**WHAT YOU NEED TO DO:**
(1) In the passage on assemblages, what leads this approach to treat social structures as a continual process that depends on micro-level units, unlike the earlier structuralists? Explain in one to three sentences.
(2) Answer these questions from the passage on assemblages:
(a) Whose work on imitation is named as a resource for tracing how micro-level processes spread?
(b) Where were the disciplining techniques that the prison system combines first created?
(c) Besides the combined processes, what kind of changes does the passage say helped make the prison system seem necessary?
(3) Continue the passage on assemblages after its final sentence.

**SOURCE:**
▼

And still others (like myself) look at what are called 'assemblages'. Rather than delineate the world according to epochs, periods or some other generalized unitary social structure (e.g. modes of production), assemblages look at the play of micro-level tools, intentions, habits, techniques, etc. They take these and look at how they spread throughout society (using Gabriel Tarde's work on imitation, for example). They also - most importantly - see how these various micro-level processes accumulate and conjoin with other heterogeneous processes to create emergent social structures. So, unlike the structuralists mentioned earlier, these ones see them as a continual process, and dependent on micro-level units (which can be human, physical, technological, etc.) Also unlike the earlier structuralists, there's no homogeneous logic of how things change. So technology can have its own logic, while law can have another, and science yet another (all of which can be further broken down); the key is when they conjoin and produce something irreducible to either one of them.

A great example of this is Michel Foucault's work, where he examines the emergence of the seemingly necessary modern-day prison system. He shows how it combines various disciplining techniques originally created in schools and barracks, and how a whole discourse about it was created to shift the parameters of what was considered legal and illegal (and how to determine what a 'criminal' was - e.g. was it natural, or could they be reformed?). All these processes unintentionally (along with demographic changes) combined together to create the apparent necessity of the prison system.

▲

**GIVEN DATA:**

▼

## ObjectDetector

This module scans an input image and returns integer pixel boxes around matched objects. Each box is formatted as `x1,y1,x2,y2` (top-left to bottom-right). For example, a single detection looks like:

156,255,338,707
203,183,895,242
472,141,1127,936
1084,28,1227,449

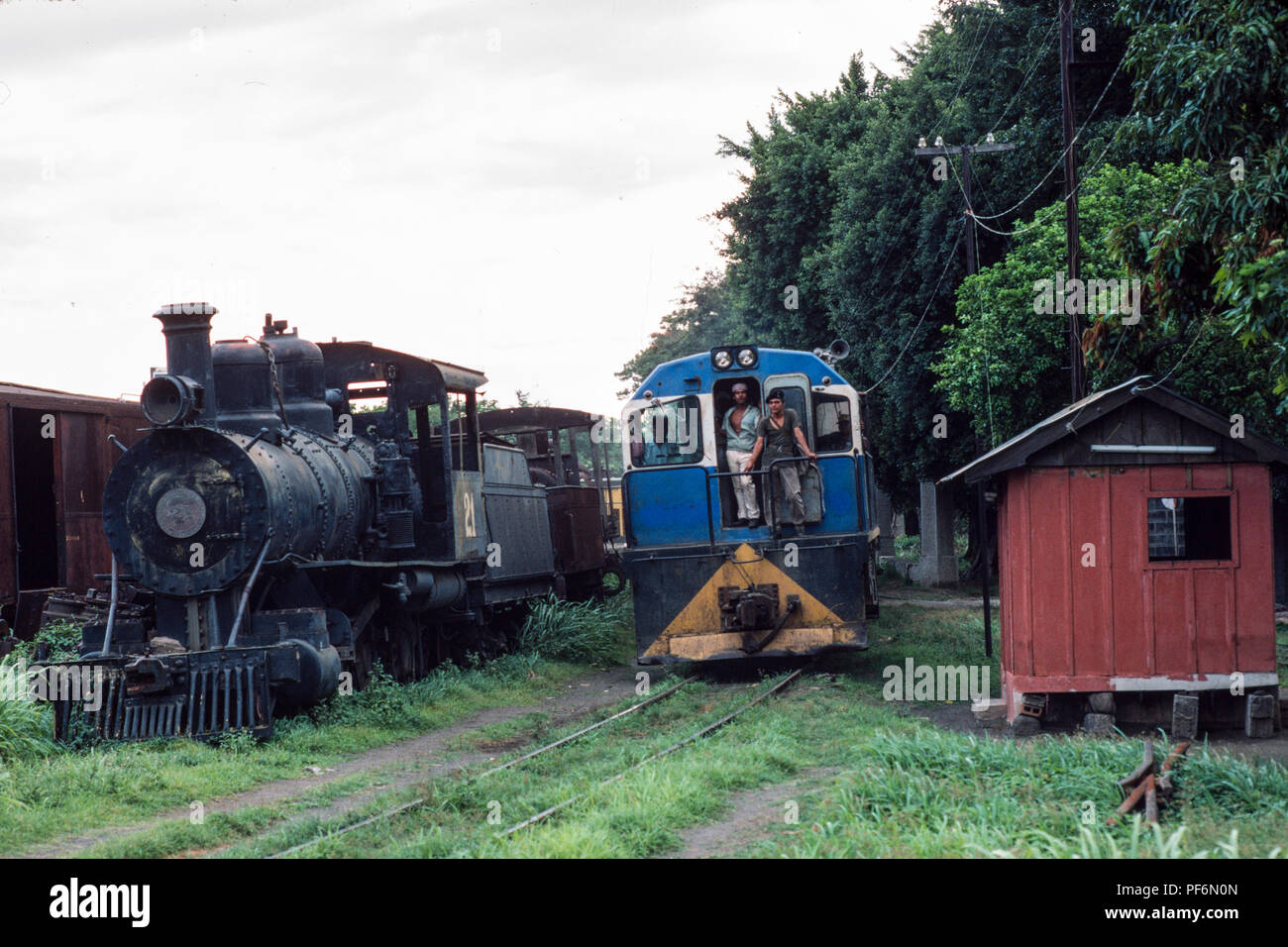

▲

**ANSWERS BY TASK:**
(1) Instead of dividing the world into epochs, periods or a single unitary structure, the approach traces how micro-level tools, intentions, habits and techniques spread through society. It also shows how these processes build up and join with other, different processes to produce emergent social structures. Because structures arise this way, they are seen as ongoing and as dependent on those small units.

(2)
(a) Gabriel Tarde's.
(b) In schools and barracks.
(c) Demographic changes.

(3)
Other authors using this idea include Gilles Deleuze, Bruno Latour, William Connolly, Manuel DeLanda, Jane Bennett and (to a lesser degree) Saskia Sassen. (As a side note, most of these authors were influenced by the Annales school, so there's some interesting connections to be drawn out there.)

I'd also mention that there's a whole school of emerging continental thought that takes seriously empirical work and realism (albeit not necessarily causal realism - but there are others who are struggling to reformulate a continental conception of causality). These relatively new authors are trying to bridge the gaps between continental and Anglo-American science, and so their works place a premium on clarity and rigor of argumentation, along with taking into account the repercussions of natural science. (Although, they haven't yet really taken into account the insights of American social science - which is where I see my own opening for something interesting to say. But I'm only beginning that massive project...!)

Anyways, through your blog you've provided me personally with a lot of interesting schools of thought and books to read, so hopefully I've managed to approximate that here in my own area of (relative) comfort. Cheers!